PASSAGE
The present embodiment shows four separate storage disks 20, 22, 24 and 26. In alternate embodiments the present disclosure contemplates the use of more or fewer storage disks as well as including multiple disks within each storage resource. For instance, storage disk 20 may actually include multiple physical storage disks within each storage resource 20.
Redundant array of inexpensive disks (RAID) controller 14 includes firmware 16. Firmware 16 includes executable instructions for performing the functions described below. Firmware 16 may also comprise an associated memory (not expressly shown) for storing such executable instructions. Firmware 16 further includes rebuild management module 18. In the present embodiment rebuild management module 18 includes listing 19.
As described below, rebuild management module 18 acts to manage a rebuild operation for one of the associated storage disks 20, 22, 24 or 26. Rebuild management module 18 acts to ensure that the rebuild operations of a storage disk that needs to be rebuilt is performed in a substantially sequential fashion and that host I/O requests received from the server or host 12 are completed using a disk other than the rebuild disk and storing the logical block address (LBA) of the rebuild disk associated with the host I/O in listing 19. After a rebuild operation is complete, rebuild management module 18 then uses listing 19 to update the rebuild disk to reflect any changes that have occurred based on host I/O requests received during the rebuild operation and completed using another storage disk.
In this manner, rebuild management module 18, acts to resolve the problem of disk head thrashing by using a two pass rebuild process. In the first pass, the disk is rebuilt sequentially from the beginning (first logical block address) to the end (maximum logical block address). In the second pass, the disk is updated with the incremental changes that occurred during the first pass.
Now referring to FIG. 2, a flow diagram generally referred to at 100 shows a method according to teachings of the present disclosure for rebuilding a rebuild disk. The method described herein occurs after a disk has failed and has been replaced with either a hot spare disk or a replacement disk. The method begins at 112 with the rebuild management module 18 beginning the rebuild at logical block address (LBA) zero. Next, rebuild management module 18 determines whether the current LBA is greater than the maximum LBA of the rebuild disk 114. If the current LBA is greater than the max LBA, method ends at 115. However, if the current LBA is not greater than the max LBA, rebuild management module 18 proceeds to determine if the next LBA is within listing 19 of LBAs at 116.

TASKS AND EXERCISES
a – Reproduce everything in the RAID rebuild passage from "As described below, rebuild" down to "another storage disk.", putting "incoming host requests" in place of "host I/O requests".
b – Extend the RAID rebuild passage with the next part, beginning after its last sentence.

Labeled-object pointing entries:
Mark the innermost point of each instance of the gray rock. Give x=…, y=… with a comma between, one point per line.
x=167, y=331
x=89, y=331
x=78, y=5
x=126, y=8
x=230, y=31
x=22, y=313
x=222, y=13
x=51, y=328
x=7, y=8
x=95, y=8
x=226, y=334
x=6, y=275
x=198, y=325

PER-TASK OUTPUTS
a –
As described below, rebuild management module 18 acts to manage a rebuild operation for one of the associated storage disks 20, 22, 24 or 26. Rebuild management module 18 acts to ensure that the rebuild operations of a storage disk that needs to be rebuilt is performed in a substantially sequential fashion and that incoming host requests received from the server or host 12 are completed using a disk other than the rebuild disk and storing the logical block address (LBA) of the rebuild disk associated with the host I/O in listing 19. After a rebuild operation is complete, rebuild management module 18 then uses listing 19 to update the rebuild disk to reflect any changes that have occurred based on incoming host requests received during the rebuild operation and completed using another storage disk.

b –
If the LBA is not within the list of LBAs, then the data is read for the current LBA from source disks 122 and the method proceeds directly to step 124. In the exemplary environment of FIG. 1, this data would be read from source disks 22 and 24. If the LBA is within the list of LBAs, then the data is read for the current LBA from temporary disk at 118. In the exemplary embodiment of FIG. 1, this data would be read from temp disk 26. The current LBA would then be removed from listing 19 of LBAs at 120. Next, the data that has just been read is then written to the LBA on the rebuild disk at 124. In the present embodiment this data would be written to rebuild disk 20. Next, rebuild management module 18 increases the current LBA by one at 126. In this manner, rebuild management module 18 selects the next sequential LBA to be rebuilt.
Now referring to FIG. 3, a method generally indicated at 200 for managing host I/O requests during the rebuild operation is shown. The method begins at 210 with the listing 19 of LBAs being empty at 212. A host I/O request at 216 is then sent from host 12 to RAID controller 14 and it is determined whether the host I/O request requires access to the rebuild disk at 218. If the rebuild disk is not required to complete the host I/O, the RAID controller sends the host I/O request to the appropriate source disk at 244. However, if the host I/O request requires access to the rebuild disk (in the embodiment in FIG. 1, for instance if the host I/O requests requires information to be read from or written to rebuild disk 20) the method moves to step 214 wherein the rebuild management module 18 is awaiting host I/O requests to the rebuild disk.
It is then determined whether the host I/O request is a read or write request at 230. If the host I/O request is a read request it is then determined whether the host I/O request is within the listing 19 of LBAs at 232. If the host I/O request is within the listing 19, the host I/O request is read from the temporary disk at 238. If the read request is not within the listing 19 of LBAs, the read request is read from an appropriate source disks at 236.
In the event that the host I/O request is a write request, it is first determined whether the write request is within listing 19 of LBAs at 234. If the write request is not within the listing 19, it is added to the listing of LBAs at 240. If the write request is within listing 19, the method moves directly to step 242. In step 242, the write request proceeds with writing to the temp disk. In the exemplary embodiment of FIG. 1, the write request would proceed to writing to temp disk 26. The method then ends at 250.
During the processing of host I/O requests shown above, the disk head of the rebuild disk is not being thrashed and will thereby allow the sequential rebuild to proceed without interruption. As shown in FIG. 4, below after the sequential rebuild or “first pass” is complete, changes related to host I/O received and processed during rebuild may then be updated on the rebuild disk.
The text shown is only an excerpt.